* STATED GOAL *
Pull out every line in the records below that contains the string "sweater", matching upper and lower case exactly.

===== DATA SHOWN

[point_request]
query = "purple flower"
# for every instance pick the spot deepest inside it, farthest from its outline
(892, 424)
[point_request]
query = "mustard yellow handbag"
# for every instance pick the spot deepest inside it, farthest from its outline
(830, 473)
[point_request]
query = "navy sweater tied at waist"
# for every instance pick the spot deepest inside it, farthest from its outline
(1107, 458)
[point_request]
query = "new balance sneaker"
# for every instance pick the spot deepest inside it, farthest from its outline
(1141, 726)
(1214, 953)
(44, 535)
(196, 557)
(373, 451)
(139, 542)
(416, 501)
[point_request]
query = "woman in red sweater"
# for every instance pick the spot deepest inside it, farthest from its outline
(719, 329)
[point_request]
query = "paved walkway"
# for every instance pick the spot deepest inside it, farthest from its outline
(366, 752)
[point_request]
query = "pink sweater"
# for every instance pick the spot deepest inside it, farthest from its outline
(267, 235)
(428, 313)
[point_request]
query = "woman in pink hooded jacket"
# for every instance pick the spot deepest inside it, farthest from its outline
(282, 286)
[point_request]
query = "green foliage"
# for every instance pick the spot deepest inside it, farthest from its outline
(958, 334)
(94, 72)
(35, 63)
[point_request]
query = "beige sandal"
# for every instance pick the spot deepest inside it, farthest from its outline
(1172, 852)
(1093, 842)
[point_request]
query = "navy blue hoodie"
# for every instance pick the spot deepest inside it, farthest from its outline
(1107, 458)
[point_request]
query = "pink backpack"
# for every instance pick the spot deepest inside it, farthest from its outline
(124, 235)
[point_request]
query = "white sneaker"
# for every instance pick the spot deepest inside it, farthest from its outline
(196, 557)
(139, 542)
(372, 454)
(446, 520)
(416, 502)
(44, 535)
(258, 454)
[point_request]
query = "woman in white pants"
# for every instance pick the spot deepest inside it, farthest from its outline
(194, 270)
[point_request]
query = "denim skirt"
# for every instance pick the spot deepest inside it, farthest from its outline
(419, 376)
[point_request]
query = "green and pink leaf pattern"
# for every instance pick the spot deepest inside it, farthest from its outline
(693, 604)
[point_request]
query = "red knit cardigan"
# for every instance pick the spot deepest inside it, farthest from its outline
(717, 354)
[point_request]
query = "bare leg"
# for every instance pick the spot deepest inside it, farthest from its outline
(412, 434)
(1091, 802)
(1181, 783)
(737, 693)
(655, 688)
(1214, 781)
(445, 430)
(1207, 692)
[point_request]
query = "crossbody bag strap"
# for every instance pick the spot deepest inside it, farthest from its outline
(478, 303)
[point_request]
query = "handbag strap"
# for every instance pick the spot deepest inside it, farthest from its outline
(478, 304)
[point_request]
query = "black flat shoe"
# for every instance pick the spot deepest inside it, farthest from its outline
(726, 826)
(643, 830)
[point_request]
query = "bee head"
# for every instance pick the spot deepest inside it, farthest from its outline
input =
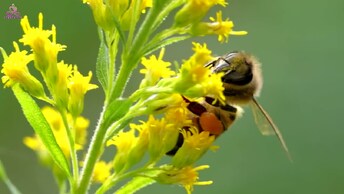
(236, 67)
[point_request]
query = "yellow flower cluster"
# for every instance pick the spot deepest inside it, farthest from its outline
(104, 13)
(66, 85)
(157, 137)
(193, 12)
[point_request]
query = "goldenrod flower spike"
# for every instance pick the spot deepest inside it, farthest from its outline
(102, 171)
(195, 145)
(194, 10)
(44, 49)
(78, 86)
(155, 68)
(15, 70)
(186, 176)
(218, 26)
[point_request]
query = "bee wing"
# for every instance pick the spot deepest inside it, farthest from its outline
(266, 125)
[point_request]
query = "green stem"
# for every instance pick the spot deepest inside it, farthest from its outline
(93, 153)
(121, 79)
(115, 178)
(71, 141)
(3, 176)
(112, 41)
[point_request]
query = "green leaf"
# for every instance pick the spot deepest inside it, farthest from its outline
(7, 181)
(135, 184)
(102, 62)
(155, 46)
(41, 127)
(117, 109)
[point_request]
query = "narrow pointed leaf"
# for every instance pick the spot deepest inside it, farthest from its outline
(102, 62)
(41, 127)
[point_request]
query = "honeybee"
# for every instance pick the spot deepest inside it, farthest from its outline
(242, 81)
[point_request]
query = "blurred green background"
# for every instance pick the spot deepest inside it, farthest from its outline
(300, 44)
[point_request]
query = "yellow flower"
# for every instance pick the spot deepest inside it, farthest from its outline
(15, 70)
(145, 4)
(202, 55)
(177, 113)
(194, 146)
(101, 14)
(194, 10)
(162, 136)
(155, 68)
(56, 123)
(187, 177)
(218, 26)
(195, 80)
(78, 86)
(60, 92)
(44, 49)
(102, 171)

==========

* ANSWER IN FULL *
query = "navy sweater tied at waist"
query = "woman in red sweater"
query = "pink sweater"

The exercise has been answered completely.